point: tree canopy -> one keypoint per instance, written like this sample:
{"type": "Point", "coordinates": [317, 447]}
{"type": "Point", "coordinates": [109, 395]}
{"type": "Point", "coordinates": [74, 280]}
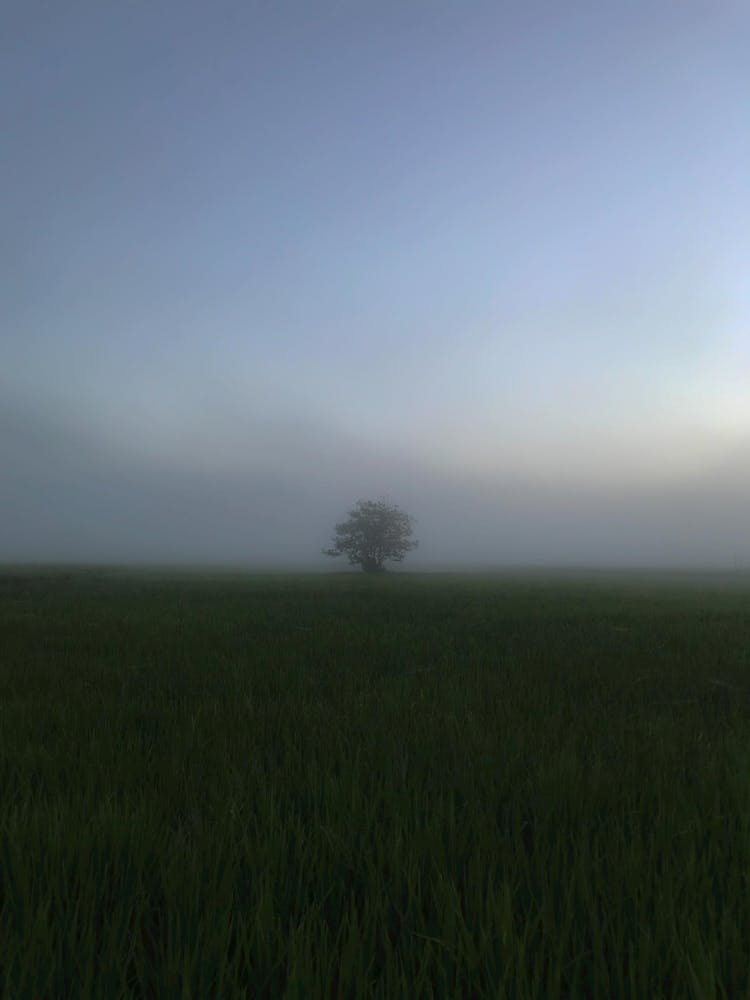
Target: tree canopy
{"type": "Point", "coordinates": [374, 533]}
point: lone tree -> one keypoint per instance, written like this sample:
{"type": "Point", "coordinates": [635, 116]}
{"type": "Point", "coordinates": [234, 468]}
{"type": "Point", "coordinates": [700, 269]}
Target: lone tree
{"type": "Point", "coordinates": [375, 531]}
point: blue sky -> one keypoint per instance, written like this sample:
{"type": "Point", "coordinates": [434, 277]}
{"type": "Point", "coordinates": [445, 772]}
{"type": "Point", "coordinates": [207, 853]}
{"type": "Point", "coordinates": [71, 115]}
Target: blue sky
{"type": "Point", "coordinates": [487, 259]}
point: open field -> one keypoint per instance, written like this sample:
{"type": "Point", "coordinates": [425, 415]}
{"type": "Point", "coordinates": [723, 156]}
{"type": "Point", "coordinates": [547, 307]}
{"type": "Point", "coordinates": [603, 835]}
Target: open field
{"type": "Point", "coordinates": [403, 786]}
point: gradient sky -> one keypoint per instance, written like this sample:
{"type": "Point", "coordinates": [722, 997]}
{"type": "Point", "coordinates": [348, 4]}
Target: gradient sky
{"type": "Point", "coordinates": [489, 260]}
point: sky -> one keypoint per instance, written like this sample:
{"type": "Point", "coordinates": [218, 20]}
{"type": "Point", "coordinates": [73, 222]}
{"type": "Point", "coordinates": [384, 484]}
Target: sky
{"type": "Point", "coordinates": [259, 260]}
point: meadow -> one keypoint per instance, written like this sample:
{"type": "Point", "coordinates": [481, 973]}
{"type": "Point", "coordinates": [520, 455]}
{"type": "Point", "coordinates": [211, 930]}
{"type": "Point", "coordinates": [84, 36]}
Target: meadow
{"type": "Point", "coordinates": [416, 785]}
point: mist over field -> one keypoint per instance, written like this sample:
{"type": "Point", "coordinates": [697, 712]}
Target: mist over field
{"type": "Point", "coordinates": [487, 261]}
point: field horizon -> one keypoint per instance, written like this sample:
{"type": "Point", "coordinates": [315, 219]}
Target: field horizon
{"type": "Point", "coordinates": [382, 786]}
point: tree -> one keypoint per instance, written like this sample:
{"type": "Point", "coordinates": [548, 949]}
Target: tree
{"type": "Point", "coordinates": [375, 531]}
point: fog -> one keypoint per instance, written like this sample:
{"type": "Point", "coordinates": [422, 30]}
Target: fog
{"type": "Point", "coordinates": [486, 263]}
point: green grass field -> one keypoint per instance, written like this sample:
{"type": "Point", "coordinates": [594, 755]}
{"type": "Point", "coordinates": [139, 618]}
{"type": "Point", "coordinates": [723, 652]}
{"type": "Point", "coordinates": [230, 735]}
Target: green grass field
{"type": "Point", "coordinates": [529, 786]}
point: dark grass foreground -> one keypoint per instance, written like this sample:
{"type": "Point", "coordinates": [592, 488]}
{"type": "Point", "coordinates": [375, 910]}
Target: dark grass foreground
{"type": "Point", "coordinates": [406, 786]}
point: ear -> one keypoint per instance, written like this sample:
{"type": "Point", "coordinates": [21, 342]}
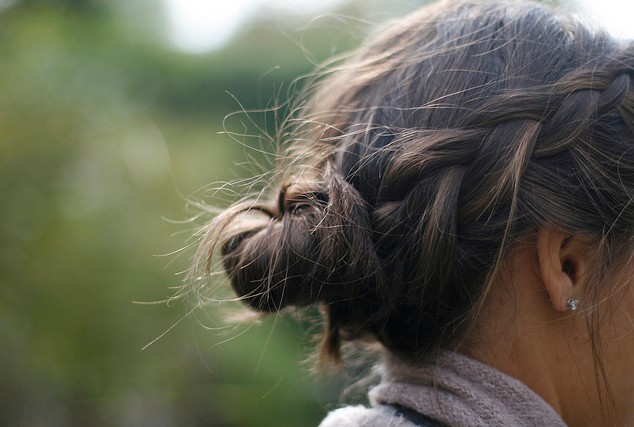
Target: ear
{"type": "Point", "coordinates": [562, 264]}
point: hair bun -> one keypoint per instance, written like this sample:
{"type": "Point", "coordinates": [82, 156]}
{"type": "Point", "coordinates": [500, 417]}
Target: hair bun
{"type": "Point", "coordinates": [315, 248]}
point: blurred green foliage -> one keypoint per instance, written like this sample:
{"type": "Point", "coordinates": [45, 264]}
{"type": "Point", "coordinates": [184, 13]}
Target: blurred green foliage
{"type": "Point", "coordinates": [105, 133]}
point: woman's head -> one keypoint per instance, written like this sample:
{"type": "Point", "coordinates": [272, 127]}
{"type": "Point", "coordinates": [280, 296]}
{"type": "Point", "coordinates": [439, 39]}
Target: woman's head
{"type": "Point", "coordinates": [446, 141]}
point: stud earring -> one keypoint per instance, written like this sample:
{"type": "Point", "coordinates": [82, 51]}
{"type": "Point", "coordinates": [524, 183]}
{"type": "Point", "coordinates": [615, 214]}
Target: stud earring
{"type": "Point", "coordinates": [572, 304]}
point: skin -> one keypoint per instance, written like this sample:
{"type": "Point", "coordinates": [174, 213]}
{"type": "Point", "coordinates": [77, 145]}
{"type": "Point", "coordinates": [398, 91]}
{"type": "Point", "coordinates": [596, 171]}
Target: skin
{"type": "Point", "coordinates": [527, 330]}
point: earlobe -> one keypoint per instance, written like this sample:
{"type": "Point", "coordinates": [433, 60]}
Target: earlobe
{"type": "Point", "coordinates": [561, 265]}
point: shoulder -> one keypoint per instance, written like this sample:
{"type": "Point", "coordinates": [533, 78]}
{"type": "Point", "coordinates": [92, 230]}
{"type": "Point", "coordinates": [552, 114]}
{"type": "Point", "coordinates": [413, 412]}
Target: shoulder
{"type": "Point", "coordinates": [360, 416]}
══════
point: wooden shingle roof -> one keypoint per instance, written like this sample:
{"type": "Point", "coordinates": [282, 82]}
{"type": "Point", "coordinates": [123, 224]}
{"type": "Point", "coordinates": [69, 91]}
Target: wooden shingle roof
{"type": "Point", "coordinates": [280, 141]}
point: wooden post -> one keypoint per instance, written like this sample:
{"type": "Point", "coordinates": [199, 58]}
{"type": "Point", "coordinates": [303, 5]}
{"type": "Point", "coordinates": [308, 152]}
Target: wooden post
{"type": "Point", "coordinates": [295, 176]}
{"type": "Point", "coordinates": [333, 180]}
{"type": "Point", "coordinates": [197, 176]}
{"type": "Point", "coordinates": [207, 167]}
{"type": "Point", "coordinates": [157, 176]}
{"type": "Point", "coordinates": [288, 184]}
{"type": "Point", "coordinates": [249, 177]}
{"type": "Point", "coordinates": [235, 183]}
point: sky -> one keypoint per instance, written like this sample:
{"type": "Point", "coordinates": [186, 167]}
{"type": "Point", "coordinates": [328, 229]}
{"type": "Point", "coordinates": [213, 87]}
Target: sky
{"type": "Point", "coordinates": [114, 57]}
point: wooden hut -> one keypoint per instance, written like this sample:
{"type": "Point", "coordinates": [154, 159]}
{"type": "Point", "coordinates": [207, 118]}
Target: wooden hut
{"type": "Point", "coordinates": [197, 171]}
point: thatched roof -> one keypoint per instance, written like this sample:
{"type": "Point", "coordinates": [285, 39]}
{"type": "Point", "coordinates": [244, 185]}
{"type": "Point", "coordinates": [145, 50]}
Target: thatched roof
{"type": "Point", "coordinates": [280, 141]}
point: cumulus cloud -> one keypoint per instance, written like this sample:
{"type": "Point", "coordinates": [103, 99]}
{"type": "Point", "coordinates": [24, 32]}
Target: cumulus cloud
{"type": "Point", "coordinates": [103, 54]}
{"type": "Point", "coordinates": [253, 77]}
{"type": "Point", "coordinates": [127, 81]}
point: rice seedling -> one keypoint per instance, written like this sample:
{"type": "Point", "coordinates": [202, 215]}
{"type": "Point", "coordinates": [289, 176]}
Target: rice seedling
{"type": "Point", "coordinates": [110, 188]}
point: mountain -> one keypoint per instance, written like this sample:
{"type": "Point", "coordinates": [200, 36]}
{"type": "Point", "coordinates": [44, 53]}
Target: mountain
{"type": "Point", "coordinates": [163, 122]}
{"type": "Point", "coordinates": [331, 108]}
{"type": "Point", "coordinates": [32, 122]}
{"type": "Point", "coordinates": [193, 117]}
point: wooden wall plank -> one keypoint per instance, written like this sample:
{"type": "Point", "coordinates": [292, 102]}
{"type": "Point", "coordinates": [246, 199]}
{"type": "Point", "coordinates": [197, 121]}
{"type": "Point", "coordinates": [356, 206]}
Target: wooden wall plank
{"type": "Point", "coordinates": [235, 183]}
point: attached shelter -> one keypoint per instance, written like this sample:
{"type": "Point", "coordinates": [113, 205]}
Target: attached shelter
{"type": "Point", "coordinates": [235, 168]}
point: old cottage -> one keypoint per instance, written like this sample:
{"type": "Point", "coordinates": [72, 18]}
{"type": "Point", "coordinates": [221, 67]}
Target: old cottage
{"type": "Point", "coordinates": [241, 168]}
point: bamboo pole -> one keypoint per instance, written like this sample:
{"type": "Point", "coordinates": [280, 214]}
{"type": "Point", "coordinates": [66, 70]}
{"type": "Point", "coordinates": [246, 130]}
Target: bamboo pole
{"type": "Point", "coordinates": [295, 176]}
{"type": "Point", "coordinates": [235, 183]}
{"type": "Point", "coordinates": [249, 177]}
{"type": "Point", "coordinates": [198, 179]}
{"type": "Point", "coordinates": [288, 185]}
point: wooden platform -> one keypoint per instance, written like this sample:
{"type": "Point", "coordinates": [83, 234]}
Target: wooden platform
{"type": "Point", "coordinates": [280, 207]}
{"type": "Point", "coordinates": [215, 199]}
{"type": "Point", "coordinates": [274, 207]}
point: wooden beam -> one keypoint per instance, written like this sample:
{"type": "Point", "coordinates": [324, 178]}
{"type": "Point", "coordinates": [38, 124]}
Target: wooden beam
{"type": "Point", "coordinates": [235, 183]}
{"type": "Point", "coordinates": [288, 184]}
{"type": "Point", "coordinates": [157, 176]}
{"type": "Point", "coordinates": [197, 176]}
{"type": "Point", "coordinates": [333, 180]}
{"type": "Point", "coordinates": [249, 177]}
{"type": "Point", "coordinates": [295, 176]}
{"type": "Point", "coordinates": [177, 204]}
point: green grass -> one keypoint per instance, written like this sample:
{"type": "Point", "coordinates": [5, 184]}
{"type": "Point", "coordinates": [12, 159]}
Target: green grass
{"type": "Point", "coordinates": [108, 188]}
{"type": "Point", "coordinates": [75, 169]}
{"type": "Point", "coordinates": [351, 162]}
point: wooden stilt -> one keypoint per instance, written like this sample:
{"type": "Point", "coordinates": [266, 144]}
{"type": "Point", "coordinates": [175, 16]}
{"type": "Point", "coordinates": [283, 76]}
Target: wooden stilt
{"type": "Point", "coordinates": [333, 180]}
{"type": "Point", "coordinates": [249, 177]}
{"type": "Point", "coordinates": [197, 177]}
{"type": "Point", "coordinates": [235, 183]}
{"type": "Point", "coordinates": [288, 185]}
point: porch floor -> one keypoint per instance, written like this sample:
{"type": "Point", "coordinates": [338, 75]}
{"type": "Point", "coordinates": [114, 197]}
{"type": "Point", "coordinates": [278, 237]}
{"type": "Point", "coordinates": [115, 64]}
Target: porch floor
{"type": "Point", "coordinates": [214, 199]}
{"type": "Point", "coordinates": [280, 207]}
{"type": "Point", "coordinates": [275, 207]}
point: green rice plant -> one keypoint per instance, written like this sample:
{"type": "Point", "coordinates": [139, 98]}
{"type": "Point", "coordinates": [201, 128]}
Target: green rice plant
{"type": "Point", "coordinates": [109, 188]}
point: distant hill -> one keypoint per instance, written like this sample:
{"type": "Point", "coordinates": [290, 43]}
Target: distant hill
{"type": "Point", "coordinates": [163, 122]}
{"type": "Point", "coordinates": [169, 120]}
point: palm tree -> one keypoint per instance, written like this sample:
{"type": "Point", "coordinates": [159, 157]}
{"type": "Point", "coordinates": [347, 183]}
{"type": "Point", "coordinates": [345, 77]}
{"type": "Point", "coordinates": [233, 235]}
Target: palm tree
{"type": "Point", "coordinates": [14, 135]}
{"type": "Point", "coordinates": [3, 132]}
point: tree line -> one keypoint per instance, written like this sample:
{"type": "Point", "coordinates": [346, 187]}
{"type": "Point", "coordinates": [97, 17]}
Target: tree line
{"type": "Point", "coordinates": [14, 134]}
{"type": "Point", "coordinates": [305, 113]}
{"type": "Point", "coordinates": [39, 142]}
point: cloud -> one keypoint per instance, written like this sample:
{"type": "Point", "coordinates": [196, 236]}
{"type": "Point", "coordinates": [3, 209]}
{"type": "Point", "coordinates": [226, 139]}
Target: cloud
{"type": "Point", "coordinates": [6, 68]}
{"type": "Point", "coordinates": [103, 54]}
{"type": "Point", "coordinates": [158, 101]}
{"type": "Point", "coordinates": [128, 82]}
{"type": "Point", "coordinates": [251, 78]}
══════
■ What is being asked ■
Copy the lines above between the one holding "point: tree canopy" and the one holding "point: lone tree", inclusive. Drop the pictures.

■ Written solution ■
point: tree canopy -> one keypoint per instance, written like this sample:
{"type": "Point", "coordinates": [317, 447]}
{"type": "Point", "coordinates": [109, 395]}
{"type": "Point", "coordinates": [74, 280]}
Target: tree canopy
{"type": "Point", "coordinates": [374, 533]}
point: lone tree -> one keypoint per instance, written like this sample:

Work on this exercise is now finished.